> **Exercise aim**
Copy all of the data below, substituting "following this format" for every instance of "shaped like this form" and changing nothing else. Omit the pictures from your copy.

-- start Rows --

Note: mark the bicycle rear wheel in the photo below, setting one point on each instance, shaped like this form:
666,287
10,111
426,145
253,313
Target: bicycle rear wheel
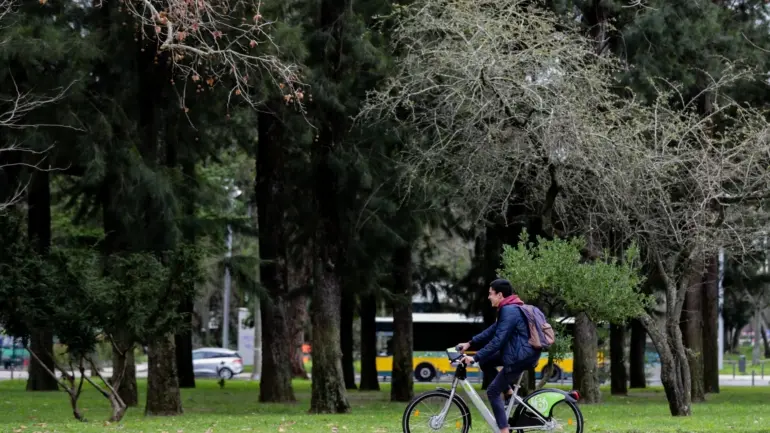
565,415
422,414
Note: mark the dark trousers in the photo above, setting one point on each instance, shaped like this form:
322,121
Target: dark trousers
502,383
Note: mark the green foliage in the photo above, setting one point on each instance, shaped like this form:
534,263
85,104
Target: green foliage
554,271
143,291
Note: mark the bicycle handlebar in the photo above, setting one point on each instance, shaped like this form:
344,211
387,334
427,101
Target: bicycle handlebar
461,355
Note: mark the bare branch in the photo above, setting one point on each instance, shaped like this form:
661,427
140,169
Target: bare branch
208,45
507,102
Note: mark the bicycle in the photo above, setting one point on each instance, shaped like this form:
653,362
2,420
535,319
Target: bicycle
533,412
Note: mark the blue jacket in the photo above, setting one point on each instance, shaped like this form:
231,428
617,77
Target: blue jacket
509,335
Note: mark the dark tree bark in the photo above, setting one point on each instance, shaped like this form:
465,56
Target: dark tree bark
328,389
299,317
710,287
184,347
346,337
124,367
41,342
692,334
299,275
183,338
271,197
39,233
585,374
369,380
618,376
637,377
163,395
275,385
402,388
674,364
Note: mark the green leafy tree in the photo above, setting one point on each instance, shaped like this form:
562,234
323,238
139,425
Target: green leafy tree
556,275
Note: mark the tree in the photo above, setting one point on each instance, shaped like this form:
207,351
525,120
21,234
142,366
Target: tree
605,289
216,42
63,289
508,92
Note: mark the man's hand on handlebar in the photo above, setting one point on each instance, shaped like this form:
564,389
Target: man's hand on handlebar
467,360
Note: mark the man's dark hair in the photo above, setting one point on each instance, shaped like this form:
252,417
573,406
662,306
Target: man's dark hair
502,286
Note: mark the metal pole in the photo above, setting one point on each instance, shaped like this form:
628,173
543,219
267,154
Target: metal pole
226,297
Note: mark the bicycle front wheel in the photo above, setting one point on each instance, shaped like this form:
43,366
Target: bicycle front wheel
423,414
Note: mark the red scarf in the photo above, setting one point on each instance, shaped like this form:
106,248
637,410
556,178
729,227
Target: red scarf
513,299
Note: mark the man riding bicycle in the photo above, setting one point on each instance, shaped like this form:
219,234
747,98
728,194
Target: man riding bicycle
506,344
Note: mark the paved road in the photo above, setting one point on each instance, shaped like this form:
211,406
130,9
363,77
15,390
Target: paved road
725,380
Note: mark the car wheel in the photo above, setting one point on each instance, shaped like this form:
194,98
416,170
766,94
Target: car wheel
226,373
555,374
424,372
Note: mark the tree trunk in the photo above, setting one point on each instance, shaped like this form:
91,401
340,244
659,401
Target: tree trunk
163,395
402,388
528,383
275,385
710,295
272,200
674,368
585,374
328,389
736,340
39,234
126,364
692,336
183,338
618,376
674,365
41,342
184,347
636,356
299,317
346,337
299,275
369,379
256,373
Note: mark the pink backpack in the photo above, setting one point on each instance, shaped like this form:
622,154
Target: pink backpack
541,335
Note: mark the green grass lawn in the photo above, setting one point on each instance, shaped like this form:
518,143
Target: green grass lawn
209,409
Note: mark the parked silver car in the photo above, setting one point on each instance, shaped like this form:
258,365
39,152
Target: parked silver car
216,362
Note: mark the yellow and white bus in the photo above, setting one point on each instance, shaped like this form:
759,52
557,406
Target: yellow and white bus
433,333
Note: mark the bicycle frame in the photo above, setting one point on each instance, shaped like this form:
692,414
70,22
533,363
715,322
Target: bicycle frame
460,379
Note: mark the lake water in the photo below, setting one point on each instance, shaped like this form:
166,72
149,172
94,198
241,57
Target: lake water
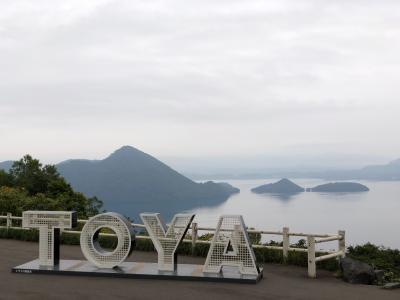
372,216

-- end Rows --

> **Exercise result**
Note: mark the bicycle rear wheel in the photo below, setting one point on each instance, following this format:
666,287
10,111
426,145
253,313
Target: bicycle rear wheel
565,415
422,414
Note: mark the dark trousers in the photo above, setting one point on each instance, following this format:
322,121
Target: dark trousers
502,383
Note: mark the green foliage in the photo above, setting one point on each instance, following this format:
534,263
85,104
Target: green foliage
554,271
143,291
Note: mark the bicycle handlebar in the photo above, setting one point on each instance, following this format:
344,211
387,334
427,101
Target: bicycle handlebar
461,355
Note: mark the bare branch in the photo above, setting one point on each instance, following this format:
661,427
140,169
Target: bare branch
208,45
507,102
Note: mark the bicycle in the photo above, setting one point on each instance, following this format:
653,362
2,420
535,319
Target: bicycle
533,412
Note: mark the blue jacket in the photo above, setting one point on each instance, following this format:
231,428
617,77
Target: blue jacket
509,335
Note: mark the dark tree bark in the photo above, setting one point on each instance, following this format:
465,56
Target: dark tree bark
328,389
299,317
710,287
184,347
346,337
124,367
41,342
692,334
299,275
183,338
271,197
39,233
585,374
369,380
618,376
637,377
163,395
275,385
402,388
674,364
Note: mark the green leafy tree in the photo above, setting one point on each instance, following this format:
562,234
323,238
139,425
Target: green leafy tree
556,275
Note: mark the tree in the photo above, setting one point on each instance, following this format:
207,351
525,120
21,234
142,366
Target: tree
605,289
216,42
63,289
508,92
Note: mark the man's hand on handlebar in the photo above, setting one point on each instance, following this format:
564,389
Target: man's hand on handlebar
467,360
Note: mark the man's dark hair in the photo above, setting one point on each instance, following this format:
252,417
573,406
662,306
Target: man's dark hair
502,286
Note: mark the metal pole in the photo above, setting one point on each instance, following this format:
628,173
543,219
267,154
Target: metal pole
226,297
Note: mark the bicycle front wheel in the photo above, setting one point on each instance, following this format:
43,366
Target: bicycle front wheel
423,414
Note: mark the red scarf in the photo above, setting one point on each instance, following this format:
106,248
637,410
556,178
729,227
Target: red scarf
513,299
Note: mark the man riding bicycle in the photo above, setting one point on each instance, following this format:
219,234
747,98
728,194
Target: man riding bicycle
506,344
Note: mark the paved road in the photo above, setting one point on each instance, following this format:
211,406
130,9
363,77
15,390
Target: paved road
725,380
Note: mark the car wheel in the photo above, setting one point on each instance, following this format:
194,98
416,170
766,94
Target: car wheel
226,373
555,374
424,372
Note: mark the tree trunk in the photo above, setting one point on each instance, following this format:
91,401
340,244
659,401
Target: tree trunk
163,395
402,388
528,383
275,385
710,295
272,200
674,368
585,374
328,389
736,340
39,234
126,364
692,336
183,338
618,376
674,365
41,342
184,347
636,356
299,317
346,337
299,275
369,379
256,373
Note: mark the pink backpack in the photo above, setting one point on each instance, following this format:
622,154
Target: pink backpack
541,335
Note: mark the green grass lawn in the photo above, setting one point on each instance, following this format:
518,143
Target: green grass lawn
209,409
Note: mark the parked silver car in the photo above, setting one point on each instance, following this format:
258,365
39,152
Target: parked silver car
216,362
Note: mark the yellow and white bus in the photo above, setting one point on each instance, following this format:
759,52
557,406
Target: yellow and white bus
433,333
Note: mark the bicycle frame in the photo above, setting one point on each instance, following this format:
692,414
70,22
533,363
715,322
Target: bicycle frame
460,379
Note: mark the lake water in the photo below, setting one point on each instance, following this format:
166,72
149,172
94,198
241,57
Target: lake water
372,216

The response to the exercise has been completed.